▸ Given text
▼

Olmert, who led the country from 2006-2009, pointed to Israel’s 11-week blockade of humanitarian aid into Gaza and the soaring number of Palestinians killed.

“What is it if not a war crime?” he asked rhetorically in an interview with CNN.

Ehud Olmert levelled most of his criticism at his successor Benjamin Netanyahu, as well as far-right ministers Itamar Ben Gvir and Bezalel Smotrich. (Ariel Schalit/AP via CNN Newsource)

He said Prime Minister Benjamin Netanyahu and far-right members of his government are “committing actions which can’t be interpreted any other way”.

Since the start of the war, Olmert has defended Israel abroad against accusations of genocide and ethnic cleansing in Gaza. When women and children were killed, Olmert said he told officials and interviewers that Israel would not deliberately target civilians.

But 19 months into a war Olmert says should have ended a year ago, he believes he can no longer make that case. CNN spoke to Olmert following the publication of an op-ed by the former prime minister that was published in Israel’s Haaretz newspaper on Tuesday.

“What we are doing in Gaza now is a war of devastation: indiscriminate, limitless, cruel and criminal killing of civilians,” he wrote.

CNN asked the Prime Minister’s Office for comment on Olmert’s op-ed.

▲

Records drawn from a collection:

▼

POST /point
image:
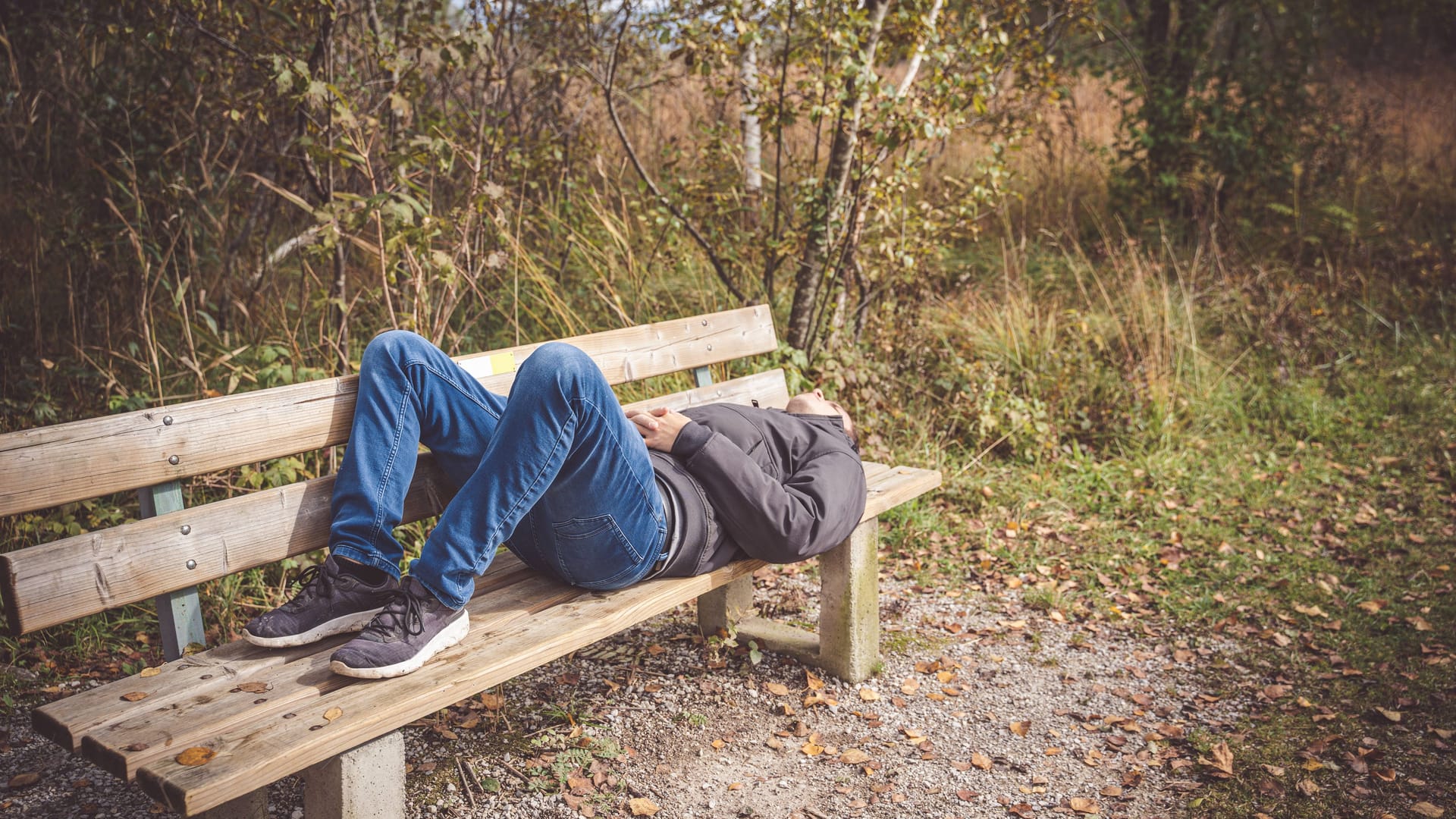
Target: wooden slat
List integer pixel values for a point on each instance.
(202, 675)
(294, 689)
(64, 463)
(896, 485)
(89, 573)
(525, 621)
(255, 754)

▲

▸ Directions for this task
Continue the article on Ehud Olmert's criticism of Israel's conduct of the war in Gaza, beginning after its final sentence.

▸ Exercise output
More than 54,000 Palestinians have been killed in Gaza since the start of the war, according to the Palestinian Ministry of Health in Gaza, including at least 28,000 women and children. The Israel Defence Forces (IDF) said in January that it had killed more than 20,000 Hamas fighters.

Walaa Al-Kilani, centre, mourns her mother and brother, who were killed when an Israeli military strike hit a school sheltering displaced residents, at Al-Shifa Hospital in Gaza City, Monday, May 26, 2025. (AP Photo/Jehad Alshrafi)

“I think that we have to make sure that no uninvolved people in Gaza are hurt because of the expansion of these military operations, which is entirely unjustified and doesn’t serve any important interests of the state of Israel at this point,” Olmert said.

Olmert, who spent 16 months in prison on corruption charges, levelled most of his criticism at Netanyahu, as well as far-right ministers Itamar Ben Gvir and Bezalel Smotrich.

“I hope that this government will disappear as soon as possible,” he told CNN.

“I believe that the majority of Israelis are sick and tired of these policies, of these statements, of what the terrible damage that was caused by this government to the moral integrity of the state of Israel and the people of Israel.”

Palestinians heading to receive food and humanitarian aid packages from the Gaza Humanitarian Foundation, a US-backed group approved by Israel, in Rafah, southern Gaza Strip on Tuesday, May 27, 2025. (AP Photo/Abdel Kareem Hana)

Polls in Israel have repeatedly shown that most of the country supports a comprehensive ceasefire agreement that would see the release of the remaining 58 hostages held in Gaza and an end to the war.

But Netanyahu has refused to commit to an end to the war, insisting that Israel’s expanding military campaign in Gaza will continue until the defeat of Hamas.

Like the hostage families, many of whom have given up on Netanyahu, Olmert placed his hope in US President Donald Trump to end the war. Trump, he said, is one of the only people who has the ability to compel Netanyahu to end the war.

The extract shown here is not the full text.